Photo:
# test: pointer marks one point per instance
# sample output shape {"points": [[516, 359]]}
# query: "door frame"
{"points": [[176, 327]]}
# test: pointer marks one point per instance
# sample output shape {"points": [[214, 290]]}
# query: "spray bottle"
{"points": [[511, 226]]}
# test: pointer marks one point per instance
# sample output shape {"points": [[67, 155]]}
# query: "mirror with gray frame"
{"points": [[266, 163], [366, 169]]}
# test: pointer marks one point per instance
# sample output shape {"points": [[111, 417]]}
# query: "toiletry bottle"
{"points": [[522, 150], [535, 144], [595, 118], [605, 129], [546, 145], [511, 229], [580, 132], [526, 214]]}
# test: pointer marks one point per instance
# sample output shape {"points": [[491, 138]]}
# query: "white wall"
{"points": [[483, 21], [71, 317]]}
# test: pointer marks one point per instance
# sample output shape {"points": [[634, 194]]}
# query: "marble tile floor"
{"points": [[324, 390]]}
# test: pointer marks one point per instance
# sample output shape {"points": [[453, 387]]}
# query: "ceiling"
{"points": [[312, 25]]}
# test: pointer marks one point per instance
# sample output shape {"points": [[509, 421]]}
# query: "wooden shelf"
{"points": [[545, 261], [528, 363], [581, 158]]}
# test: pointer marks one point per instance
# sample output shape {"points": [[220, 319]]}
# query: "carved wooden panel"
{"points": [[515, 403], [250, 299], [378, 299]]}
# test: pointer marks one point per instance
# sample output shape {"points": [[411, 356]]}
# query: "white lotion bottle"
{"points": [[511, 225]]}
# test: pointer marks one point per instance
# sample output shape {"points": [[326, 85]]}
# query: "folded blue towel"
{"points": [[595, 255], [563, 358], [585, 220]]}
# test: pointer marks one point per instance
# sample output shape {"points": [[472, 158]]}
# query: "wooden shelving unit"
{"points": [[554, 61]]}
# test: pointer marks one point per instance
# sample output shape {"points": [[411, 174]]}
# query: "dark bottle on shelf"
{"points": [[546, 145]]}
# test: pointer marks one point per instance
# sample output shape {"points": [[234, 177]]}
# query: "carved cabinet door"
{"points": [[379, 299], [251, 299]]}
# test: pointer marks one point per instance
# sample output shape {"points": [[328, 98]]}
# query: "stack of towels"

· · · · · · ·

The entries above must be returned exactly.

Solution ▸
Photo:
# test: pointer marks one point per instance
# sample output shape {"points": [[516, 359]]}
# query: "door frame"
{"points": [[176, 327]]}
# test: pointer marks one point per instance
# sample output shape {"points": [[214, 290]]}
# query: "spray bottle"
{"points": [[511, 226]]}
# test: pointer marks one point per instance
# sample output shape {"points": [[67, 155]]}
# query: "mirror with gray frame"
{"points": [[266, 163], [366, 169]]}
# test: pointer marks one point per instance
# sample output shape {"points": [[111, 417]]}
# query: "toiletry bottle"
{"points": [[522, 150], [535, 144], [595, 118], [605, 129], [546, 145], [511, 229], [580, 132], [526, 214]]}
# test: pointer marks one point per instance
# sample output shape {"points": [[491, 138]]}
# query: "white wall"
{"points": [[483, 21], [71, 317]]}
# test: pointer marks one point per instance
# sample output shape {"points": [[634, 194]]}
# query: "marble tile floor"
{"points": [[324, 390]]}
# test: pointer marks one point per instance
# sample output shape {"points": [[453, 387]]}
# query: "ceiling"
{"points": [[312, 25]]}
# test: pointer marks one point per instance
# sample output shape {"points": [[509, 421]]}
# query: "wooden shelf"
{"points": [[545, 261], [528, 363], [581, 158]]}
# test: pointer marks one point per instance
# sample output shape {"points": [[220, 319]]}
# query: "carved wooden panel"
{"points": [[515, 403], [250, 299], [378, 299]]}
# test: pointer marks one point per instance
# sample output shape {"points": [[411, 356]]}
# query: "white lotion bottle"
{"points": [[511, 225]]}
# test: pointer marks one point per instance
# sample output shape {"points": [[326, 85]]}
# query: "folded blue towel"
{"points": [[595, 255], [563, 358], [585, 220]]}
# test: pointer marks one point per instance
# sample output shape {"points": [[472, 158]]}
# query: "wooden shelving unit"
{"points": [[554, 61]]}
# test: pointer marks one point per instance
# sample output shape {"points": [[411, 174]]}
# query: "dark bottle on shelf"
{"points": [[546, 145]]}
# test: pointer marks one point per instance
# sample output shape {"points": [[234, 177]]}
# query: "carved cabinet door"
{"points": [[379, 299], [251, 299]]}
# test: pointer marks one point per instance
# sample output shape {"points": [[328, 98]]}
# query: "stack of towels"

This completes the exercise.